── EXERCISE DATA

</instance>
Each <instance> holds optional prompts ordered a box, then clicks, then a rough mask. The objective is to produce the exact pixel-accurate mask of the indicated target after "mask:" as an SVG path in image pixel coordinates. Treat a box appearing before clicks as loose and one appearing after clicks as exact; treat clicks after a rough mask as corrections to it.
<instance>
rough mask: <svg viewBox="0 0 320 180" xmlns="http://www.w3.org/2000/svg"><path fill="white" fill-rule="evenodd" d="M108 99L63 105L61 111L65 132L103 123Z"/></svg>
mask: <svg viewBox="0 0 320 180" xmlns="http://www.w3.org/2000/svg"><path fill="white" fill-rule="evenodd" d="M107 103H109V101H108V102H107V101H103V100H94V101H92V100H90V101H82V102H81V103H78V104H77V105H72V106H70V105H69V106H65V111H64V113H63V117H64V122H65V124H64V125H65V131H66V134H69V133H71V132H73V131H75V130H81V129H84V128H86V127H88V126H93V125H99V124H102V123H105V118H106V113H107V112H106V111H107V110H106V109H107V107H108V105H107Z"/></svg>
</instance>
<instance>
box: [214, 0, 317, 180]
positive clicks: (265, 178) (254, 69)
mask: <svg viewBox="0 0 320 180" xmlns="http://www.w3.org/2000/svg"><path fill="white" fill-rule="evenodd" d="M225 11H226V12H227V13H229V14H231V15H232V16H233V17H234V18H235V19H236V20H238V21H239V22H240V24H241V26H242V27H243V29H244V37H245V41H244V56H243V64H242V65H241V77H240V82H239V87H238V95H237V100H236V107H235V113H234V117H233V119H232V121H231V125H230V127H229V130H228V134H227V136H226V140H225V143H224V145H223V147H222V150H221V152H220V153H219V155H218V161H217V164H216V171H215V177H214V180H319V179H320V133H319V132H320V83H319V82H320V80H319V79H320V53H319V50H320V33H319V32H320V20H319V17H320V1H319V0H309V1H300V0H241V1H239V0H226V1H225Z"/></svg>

────

◆ DIRECTIVE: Reproduce every line of all the items above, changing nothing.

◆ RESULT OF THE EXERCISE:
</instance>
Each <instance> holds optional prompts ordered a box, then clicks, then a rough mask. The objective is to produce the exact pixel-accurate mask of the indicated target after "mask:" as an SVG path in image pixel coordinates. Treat a box appearing before clicks as loose and one appearing after clicks as exact; treat clicks after a rough mask as corrections to it.
<instance>
rough mask: <svg viewBox="0 0 320 180" xmlns="http://www.w3.org/2000/svg"><path fill="white" fill-rule="evenodd" d="M108 99L63 105L61 111L65 132L103 123Z"/></svg>
mask: <svg viewBox="0 0 320 180" xmlns="http://www.w3.org/2000/svg"><path fill="white" fill-rule="evenodd" d="M107 103H109V101H108V102H107V101H103V100H94V101H92V100H90V101H82V102H81V103H78V104H77V105H72V106H70V105H69V106H65V111H64V113H63V117H64V122H65V124H64V125H65V131H66V134H69V133H71V132H73V131H75V130H81V129H84V128H86V127H88V126H93V125H99V124H102V123H105V118H106V113H107V112H106V111H107V110H106V109H107V107H108V105H107Z"/></svg>
</instance>
<instance>
box: [214, 0, 317, 180]
positive clicks: (265, 178) (254, 69)
mask: <svg viewBox="0 0 320 180" xmlns="http://www.w3.org/2000/svg"><path fill="white" fill-rule="evenodd" d="M225 11H226V12H227V13H229V14H231V15H232V16H233V17H234V18H235V19H236V20H238V21H239V22H240V24H241V26H242V27H243V29H244V37H245V41H244V56H243V64H242V65H241V77H240V82H239V87H238V95H237V100H236V107H235V113H234V117H233V119H232V121H231V125H230V127H229V130H228V134H227V136H226V140H225V143H224V145H223V147H222V150H221V152H220V153H219V155H218V161H217V164H216V171H215V177H214V180H319V179H320V133H319V132H320V83H319V82H320V80H319V79H320V53H319V50H320V33H319V32H320V20H319V17H320V1H319V0H309V1H300V0H241V1H239V0H226V1H225Z"/></svg>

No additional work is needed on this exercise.